Recorded data:
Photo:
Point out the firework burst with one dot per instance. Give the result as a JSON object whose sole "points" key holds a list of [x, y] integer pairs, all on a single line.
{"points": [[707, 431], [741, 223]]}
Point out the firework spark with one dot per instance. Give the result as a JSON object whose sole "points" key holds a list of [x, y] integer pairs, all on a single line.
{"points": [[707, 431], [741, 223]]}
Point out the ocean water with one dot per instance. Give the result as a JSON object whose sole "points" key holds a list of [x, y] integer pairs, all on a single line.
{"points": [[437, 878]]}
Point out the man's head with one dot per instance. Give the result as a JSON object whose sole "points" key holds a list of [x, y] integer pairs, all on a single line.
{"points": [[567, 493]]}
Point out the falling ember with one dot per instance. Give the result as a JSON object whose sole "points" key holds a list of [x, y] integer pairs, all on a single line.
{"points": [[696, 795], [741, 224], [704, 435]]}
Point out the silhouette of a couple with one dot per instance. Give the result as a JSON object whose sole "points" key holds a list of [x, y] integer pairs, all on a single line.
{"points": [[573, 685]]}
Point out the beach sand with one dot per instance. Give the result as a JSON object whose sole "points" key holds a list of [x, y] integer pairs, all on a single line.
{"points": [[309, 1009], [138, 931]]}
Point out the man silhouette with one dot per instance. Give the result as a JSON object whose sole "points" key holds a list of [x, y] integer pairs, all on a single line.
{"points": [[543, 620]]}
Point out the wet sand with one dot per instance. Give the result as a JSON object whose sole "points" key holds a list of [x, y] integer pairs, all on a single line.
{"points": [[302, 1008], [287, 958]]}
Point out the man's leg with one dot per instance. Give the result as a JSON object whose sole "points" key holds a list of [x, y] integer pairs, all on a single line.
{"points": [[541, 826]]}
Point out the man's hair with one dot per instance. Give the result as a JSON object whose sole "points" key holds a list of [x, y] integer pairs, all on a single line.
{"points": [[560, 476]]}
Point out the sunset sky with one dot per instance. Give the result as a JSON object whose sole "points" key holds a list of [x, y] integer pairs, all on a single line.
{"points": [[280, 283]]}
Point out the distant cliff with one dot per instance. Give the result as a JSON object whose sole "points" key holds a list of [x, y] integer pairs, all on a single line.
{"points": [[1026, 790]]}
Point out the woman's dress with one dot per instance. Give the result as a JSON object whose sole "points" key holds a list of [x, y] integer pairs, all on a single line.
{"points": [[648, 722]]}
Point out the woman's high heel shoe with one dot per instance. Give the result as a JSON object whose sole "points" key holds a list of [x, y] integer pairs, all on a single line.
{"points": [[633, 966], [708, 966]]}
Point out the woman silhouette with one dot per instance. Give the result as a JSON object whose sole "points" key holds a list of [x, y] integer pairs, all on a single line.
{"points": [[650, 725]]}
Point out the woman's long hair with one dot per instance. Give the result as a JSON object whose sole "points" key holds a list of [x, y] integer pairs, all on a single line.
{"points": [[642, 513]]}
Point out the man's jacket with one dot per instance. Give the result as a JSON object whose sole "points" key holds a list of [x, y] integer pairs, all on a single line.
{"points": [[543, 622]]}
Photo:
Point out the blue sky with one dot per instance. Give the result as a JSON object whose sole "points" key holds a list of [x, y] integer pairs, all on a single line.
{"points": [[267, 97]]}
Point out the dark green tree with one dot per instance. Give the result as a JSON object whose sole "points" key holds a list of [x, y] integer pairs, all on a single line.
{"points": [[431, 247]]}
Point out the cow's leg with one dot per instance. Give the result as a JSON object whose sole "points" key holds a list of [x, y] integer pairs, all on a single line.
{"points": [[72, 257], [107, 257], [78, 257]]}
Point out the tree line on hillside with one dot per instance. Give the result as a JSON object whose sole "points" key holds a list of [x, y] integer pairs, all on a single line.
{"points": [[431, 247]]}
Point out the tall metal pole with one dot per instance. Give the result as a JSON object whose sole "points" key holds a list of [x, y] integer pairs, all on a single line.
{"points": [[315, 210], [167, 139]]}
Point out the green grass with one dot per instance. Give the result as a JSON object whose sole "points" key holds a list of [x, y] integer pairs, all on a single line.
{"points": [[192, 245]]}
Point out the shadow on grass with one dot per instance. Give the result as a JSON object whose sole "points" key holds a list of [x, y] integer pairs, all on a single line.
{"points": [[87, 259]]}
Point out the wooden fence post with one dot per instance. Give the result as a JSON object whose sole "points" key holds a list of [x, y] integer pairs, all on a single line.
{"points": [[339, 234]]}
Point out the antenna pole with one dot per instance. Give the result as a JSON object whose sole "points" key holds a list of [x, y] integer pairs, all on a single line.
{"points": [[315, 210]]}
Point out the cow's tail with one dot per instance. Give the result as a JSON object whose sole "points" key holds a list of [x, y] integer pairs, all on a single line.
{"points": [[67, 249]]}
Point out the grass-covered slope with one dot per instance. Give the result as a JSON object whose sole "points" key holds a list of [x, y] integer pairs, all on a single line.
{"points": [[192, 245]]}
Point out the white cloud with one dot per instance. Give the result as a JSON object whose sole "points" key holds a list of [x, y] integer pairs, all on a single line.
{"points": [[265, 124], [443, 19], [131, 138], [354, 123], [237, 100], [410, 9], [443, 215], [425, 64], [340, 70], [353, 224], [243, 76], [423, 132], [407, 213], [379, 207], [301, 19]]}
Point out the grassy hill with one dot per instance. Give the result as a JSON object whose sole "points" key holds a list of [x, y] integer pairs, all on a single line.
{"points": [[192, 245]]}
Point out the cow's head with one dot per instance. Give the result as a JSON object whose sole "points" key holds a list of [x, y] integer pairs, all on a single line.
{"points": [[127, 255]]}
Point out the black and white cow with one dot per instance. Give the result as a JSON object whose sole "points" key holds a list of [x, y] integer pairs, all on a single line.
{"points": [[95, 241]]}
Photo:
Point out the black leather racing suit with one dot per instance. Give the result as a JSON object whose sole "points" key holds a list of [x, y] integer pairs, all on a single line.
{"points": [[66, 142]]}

**WORK TO COMPLETE**.
Set down all of the entries exactly, please.

**ANSWER BELOW**.
Photo:
Point out the firework burst with one dot per instance. Give the result as a JSON object whose sole "points" key holds a list of [x, y] integer pairs, all on a single line.
{"points": [[707, 431], [741, 223]]}
Point out the firework spark with one dot per instance. Give the result as a JSON object whose sole "points" key holds a list of [x, y] integer pairs, all on a single line.
{"points": [[707, 431], [741, 223]]}
Point out the ocean water with one dot per instance. Give the result as a JSON object whose sole "points" key holds a list of [x, y] integer pairs, all on a single line.
{"points": [[437, 878]]}
Point out the man's head with one dot per instance. Give the result as a JSON object whose sole "points" key holds a list of [x, y] integer pairs, all on a single line.
{"points": [[567, 493]]}
Point out the falling ember with one dot per instance. Give the result as a JSON object whose sole "points" key holds a list of [x, y] integer pairs, all on a single line.
{"points": [[696, 795], [741, 224], [704, 435]]}
Point out the silhouette of a couple with one dot per instance. Give the result as a JSON object whose sole "points" key holds a list of [x, y] integer pairs, all on a single line.
{"points": [[573, 685]]}
Point out the beach sand with one dot per instance. Give the result as a JSON object whose sole "points" key holds a list of [x, y] integer pairs, all on a single line.
{"points": [[309, 1009], [138, 931]]}
Point out the man silhouette with one dot per instance. Give the result as a JSON object whose sole "points" key holds a list of [x, y] integer pairs, all on a single line.
{"points": [[543, 620]]}
Point out the wet sand with one dot per instance. Give the result as a JSON object whose sole "points" key holds a list of [x, y] integer pairs, all on a single line.
{"points": [[302, 1008], [287, 958]]}
Point out the man's leg with one dot per instance. Give the result as a JSON object whose sole "points" key holds a list of [x, y] integer pairs, all on a single line.
{"points": [[541, 826]]}
Point out the man's hair with one dot per instance. Give the result as a JSON object whose sole "points" key holds a list of [x, y] integer pairs, all on a single line.
{"points": [[560, 476]]}
Point out the sunset sky with one dot per instance. Give the result as a JSON object whose sole "points" key holds a list of [x, y] integer pairs, all on a single line.
{"points": [[280, 283]]}
Point out the distant cliff with one dot per instance. Give the result as a JSON object whose sole "points" key holds a list of [x, y] integer pairs, all on a single line.
{"points": [[1026, 790]]}
Point out the woman's dress with one dot per instance. Give the result as a JSON object whose sole "points" key holds a list of [x, y] integer pairs, all on a single line.
{"points": [[648, 722]]}
Point out the woman's high heel shoe with one dot per instance. Give the result as a JSON object whose sole "points" key holds a list of [x, y] integer pairs, all on a single line.
{"points": [[633, 966], [708, 966]]}
Point out the woman silhouette with one dot per instance. Give the result as a JSON object whose sole "points" key holds a list of [x, y] integer pairs, all on a single line.
{"points": [[650, 725]]}
Point out the woman's long hair with one dot per instance. Give the result as a JSON object whose sole "points" key holds a list of [x, y] integer pairs, all on a single line.
{"points": [[642, 513]]}
Point out the man's jacket with one dot per instance. Give the result as a JSON object whose sole "points" key holds a list of [x, y] integer pairs, all on a single line.
{"points": [[543, 622]]}
Photo:
Point out the blue sky with one dot per instance. Give the result as a JSON object whose sole "points" key holds a list of [x, y] integer pairs, all on a single line.
{"points": [[267, 97]]}
Point out the dark green tree with one dot per instance. Give the result as a JSON object whose sole "points" key holds a list of [x, y] integer pairs, all on a single line.
{"points": [[431, 247]]}
Point out the cow's leg with one dot per instance. Give the result as a JSON object whose sole "points" key holds a list of [x, y] integer pairs, all on a single line.
{"points": [[72, 257], [107, 257], [78, 257]]}
Point out the tree line on hillside with one dot per instance. Give the result as a JSON object whose sole "points" key holds a list of [x, y] integer pairs, all on a single line.
{"points": [[431, 247]]}
Point out the tall metal pole with one dot per instance. Give the result as a JSON object whose sole "points" key holds a list of [x, y] integer pairs, all on a single line.
{"points": [[315, 210], [167, 139]]}
Point out the green grass with one dot per instance. Give the result as a JSON object whose sole "points" key holds a list of [x, y] integer pairs, all on a single line.
{"points": [[192, 245]]}
Point out the shadow on grass with one dot per instance. Give the result as a JSON object whose sole "points" key holds a list of [x, y] integer pairs, all on a single line.
{"points": [[87, 259]]}
Point out the wooden fence post with one dot per instance. Give the result as a JSON object whose sole "points" key holds a list of [x, y] integer pairs, all on a single line.
{"points": [[339, 234]]}
Point out the antenna pole with one dot per instance. Give the result as a JSON object whose sole "points" key holds a list of [x, y] integer pairs, all on a single line.
{"points": [[315, 210]]}
Point out the cow's tail with one dot per instance. Give the result as a JSON object whose sole "points" key holds a list of [x, y] integer pairs, all on a single line.
{"points": [[67, 249]]}
Point out the grass-covered slope with one dot per instance. Give the result as a JSON object whose sole "points" key holds a list of [x, y] integer pairs, all on a single line.
{"points": [[192, 245]]}
Point out the white cloud with one dot per instance. Give the result as a JSON object whose sole "points" key holds a list of [x, y] integer pairs, all on a single line.
{"points": [[265, 124], [443, 19], [131, 138], [354, 123], [237, 100], [410, 9], [443, 215], [425, 64], [340, 70], [353, 224], [243, 76], [423, 132], [407, 213], [379, 207], [301, 19]]}
Point out the grassy hill with one dot per instance. Give the result as a JSON object whose sole "points" key holds a list of [x, y] integer pairs, all on a single line.
{"points": [[192, 245]]}
Point out the cow's head with one dot per instance. Give the result as a JSON object whose sole "points" key holds a list of [x, y] integer pairs, all on a single line.
{"points": [[127, 255]]}
Point out the black and white cow with one dot per instance. Give the result as a JSON object whose sole "points" key holds a list of [x, y] integer pairs, all on a single line.
{"points": [[95, 241]]}
Photo:
Point out the black leather racing suit with one dot per instance. Give the result as a JSON object whose sole "points" key holds a list of [x, y] integer pairs, all on a single line.
{"points": [[66, 142]]}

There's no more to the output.